**DESCRIPTION OF THE TASK**: When a line in the entries below contains the word "jeans", copy that line.

Extracted records:
# # #

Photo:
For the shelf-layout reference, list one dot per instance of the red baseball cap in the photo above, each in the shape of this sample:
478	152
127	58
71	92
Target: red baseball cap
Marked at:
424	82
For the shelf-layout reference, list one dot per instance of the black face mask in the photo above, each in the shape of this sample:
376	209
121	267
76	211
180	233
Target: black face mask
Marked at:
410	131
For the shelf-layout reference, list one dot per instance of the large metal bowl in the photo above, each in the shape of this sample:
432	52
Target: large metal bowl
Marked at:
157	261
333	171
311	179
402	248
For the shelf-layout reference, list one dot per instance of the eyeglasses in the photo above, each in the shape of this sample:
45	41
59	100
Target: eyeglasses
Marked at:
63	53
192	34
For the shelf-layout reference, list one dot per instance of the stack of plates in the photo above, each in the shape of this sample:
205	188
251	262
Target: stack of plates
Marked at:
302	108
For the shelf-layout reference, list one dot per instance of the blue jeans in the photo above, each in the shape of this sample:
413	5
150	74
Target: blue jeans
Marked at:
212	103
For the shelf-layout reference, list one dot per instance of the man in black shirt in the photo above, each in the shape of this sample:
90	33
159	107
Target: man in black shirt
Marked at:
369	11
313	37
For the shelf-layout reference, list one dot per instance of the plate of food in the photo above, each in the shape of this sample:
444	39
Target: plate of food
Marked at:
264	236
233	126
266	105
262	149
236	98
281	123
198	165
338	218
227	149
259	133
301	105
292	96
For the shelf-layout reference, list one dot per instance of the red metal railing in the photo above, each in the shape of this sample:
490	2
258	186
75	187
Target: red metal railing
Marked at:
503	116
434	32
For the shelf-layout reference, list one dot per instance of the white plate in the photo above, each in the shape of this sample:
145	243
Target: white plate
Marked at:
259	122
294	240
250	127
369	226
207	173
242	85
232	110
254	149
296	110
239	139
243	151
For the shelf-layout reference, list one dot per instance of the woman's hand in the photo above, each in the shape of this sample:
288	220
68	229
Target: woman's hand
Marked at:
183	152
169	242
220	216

# # #

**FINISHED EXERCISE**:
For the shelf-layout reference, list one dot per instance of the blue jeans in the photo above, each in the shape of this sample:
Target: blue jeans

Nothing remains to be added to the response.